Using the data below, copy out all lines with the word "fence".

--- START ---

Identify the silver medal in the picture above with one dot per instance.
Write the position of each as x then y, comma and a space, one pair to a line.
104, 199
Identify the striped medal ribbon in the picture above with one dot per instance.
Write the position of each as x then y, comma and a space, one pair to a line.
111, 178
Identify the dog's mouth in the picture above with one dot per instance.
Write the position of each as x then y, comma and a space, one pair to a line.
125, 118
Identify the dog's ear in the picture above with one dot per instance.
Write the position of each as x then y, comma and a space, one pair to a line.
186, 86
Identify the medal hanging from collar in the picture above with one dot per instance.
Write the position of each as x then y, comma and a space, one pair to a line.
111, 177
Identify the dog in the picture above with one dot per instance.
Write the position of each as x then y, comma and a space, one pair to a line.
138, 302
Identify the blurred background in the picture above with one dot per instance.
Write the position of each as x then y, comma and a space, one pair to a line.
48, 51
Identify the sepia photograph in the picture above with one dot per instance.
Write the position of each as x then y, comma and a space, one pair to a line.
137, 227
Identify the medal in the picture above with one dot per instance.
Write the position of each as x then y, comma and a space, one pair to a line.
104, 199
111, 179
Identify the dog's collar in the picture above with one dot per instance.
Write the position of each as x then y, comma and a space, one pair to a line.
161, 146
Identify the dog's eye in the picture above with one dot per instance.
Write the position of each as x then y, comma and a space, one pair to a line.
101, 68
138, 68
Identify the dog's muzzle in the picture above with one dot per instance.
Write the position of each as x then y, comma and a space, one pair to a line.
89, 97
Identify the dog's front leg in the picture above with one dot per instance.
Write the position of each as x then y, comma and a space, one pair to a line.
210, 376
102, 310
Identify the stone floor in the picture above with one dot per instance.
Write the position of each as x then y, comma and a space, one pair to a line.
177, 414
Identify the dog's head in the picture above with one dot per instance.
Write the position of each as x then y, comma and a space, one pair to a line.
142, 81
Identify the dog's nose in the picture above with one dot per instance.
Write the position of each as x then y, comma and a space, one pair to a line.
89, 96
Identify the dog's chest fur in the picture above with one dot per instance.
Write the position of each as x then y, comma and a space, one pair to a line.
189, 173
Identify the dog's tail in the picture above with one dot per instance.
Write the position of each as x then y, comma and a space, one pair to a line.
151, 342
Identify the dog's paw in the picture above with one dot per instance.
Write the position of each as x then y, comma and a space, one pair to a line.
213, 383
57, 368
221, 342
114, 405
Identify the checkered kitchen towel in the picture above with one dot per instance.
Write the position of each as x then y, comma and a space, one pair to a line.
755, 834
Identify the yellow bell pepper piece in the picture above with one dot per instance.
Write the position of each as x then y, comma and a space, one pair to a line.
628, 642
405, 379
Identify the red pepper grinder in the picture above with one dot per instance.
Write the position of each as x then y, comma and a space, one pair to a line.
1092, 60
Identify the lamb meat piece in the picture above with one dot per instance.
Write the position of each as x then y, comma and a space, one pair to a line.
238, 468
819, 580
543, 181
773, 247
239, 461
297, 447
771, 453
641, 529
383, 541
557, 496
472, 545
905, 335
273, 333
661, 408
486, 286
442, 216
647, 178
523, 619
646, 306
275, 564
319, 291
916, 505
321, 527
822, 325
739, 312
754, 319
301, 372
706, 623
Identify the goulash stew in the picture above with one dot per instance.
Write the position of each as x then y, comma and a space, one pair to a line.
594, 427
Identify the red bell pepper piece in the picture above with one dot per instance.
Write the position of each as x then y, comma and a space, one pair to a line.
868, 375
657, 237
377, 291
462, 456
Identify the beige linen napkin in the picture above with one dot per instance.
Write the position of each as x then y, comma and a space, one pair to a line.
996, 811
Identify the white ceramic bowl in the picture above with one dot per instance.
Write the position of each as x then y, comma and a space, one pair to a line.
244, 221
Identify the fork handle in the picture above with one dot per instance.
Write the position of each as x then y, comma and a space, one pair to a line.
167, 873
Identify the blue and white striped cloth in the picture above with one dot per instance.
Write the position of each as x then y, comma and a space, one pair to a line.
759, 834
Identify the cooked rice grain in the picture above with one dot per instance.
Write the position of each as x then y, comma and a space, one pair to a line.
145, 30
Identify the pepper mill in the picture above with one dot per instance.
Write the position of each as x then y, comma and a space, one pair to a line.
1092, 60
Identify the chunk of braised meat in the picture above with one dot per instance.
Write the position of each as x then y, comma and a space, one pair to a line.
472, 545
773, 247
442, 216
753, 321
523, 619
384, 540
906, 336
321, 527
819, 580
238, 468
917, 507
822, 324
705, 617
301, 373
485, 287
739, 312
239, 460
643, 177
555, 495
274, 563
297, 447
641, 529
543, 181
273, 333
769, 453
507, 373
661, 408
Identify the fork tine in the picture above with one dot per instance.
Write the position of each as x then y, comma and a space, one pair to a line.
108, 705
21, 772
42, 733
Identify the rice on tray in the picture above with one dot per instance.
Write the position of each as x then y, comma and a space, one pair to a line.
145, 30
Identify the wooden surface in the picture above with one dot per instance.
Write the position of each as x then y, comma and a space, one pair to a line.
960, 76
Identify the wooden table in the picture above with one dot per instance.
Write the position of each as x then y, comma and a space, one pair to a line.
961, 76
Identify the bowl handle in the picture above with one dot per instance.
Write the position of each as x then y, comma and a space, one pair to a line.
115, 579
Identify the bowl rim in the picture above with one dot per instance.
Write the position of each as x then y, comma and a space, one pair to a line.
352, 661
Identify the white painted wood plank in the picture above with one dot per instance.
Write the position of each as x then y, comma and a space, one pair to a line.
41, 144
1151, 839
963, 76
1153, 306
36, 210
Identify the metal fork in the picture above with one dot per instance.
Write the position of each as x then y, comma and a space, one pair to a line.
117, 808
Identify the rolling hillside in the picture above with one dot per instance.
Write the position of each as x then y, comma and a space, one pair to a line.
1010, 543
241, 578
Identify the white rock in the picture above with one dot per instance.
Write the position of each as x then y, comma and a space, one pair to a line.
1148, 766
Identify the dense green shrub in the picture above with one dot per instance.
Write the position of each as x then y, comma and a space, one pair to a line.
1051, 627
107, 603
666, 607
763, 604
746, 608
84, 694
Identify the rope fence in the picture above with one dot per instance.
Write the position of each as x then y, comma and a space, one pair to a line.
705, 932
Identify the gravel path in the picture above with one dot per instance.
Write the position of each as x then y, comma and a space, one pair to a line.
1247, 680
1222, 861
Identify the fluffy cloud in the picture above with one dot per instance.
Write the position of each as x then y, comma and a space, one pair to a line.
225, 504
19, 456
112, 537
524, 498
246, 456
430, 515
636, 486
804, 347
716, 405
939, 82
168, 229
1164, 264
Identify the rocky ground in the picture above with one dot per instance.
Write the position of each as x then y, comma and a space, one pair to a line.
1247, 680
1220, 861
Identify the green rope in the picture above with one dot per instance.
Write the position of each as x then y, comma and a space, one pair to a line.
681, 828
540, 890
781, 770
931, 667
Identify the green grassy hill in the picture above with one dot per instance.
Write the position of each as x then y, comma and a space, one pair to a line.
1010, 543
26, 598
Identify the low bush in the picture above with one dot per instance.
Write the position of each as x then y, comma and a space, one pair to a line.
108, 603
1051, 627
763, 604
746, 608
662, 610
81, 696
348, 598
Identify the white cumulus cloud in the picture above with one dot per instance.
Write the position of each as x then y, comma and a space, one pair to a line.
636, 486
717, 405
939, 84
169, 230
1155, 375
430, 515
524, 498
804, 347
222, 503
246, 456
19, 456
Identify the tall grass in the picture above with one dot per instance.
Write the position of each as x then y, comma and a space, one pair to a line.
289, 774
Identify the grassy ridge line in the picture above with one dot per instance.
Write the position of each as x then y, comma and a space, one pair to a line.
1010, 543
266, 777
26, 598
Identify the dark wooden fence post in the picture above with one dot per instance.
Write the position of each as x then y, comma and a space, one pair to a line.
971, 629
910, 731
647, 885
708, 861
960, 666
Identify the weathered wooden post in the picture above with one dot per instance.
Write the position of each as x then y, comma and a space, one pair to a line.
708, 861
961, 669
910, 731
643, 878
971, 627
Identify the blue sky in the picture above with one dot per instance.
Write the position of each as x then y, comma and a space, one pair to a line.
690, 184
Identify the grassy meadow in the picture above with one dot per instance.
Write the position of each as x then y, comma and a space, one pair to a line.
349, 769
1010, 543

--- END ---

> [RESPONSE BELOW]:
Identify the rope fence in the picture above with one dot per instance.
Identify the dark wooden fence post in the picture above with one dot per instance.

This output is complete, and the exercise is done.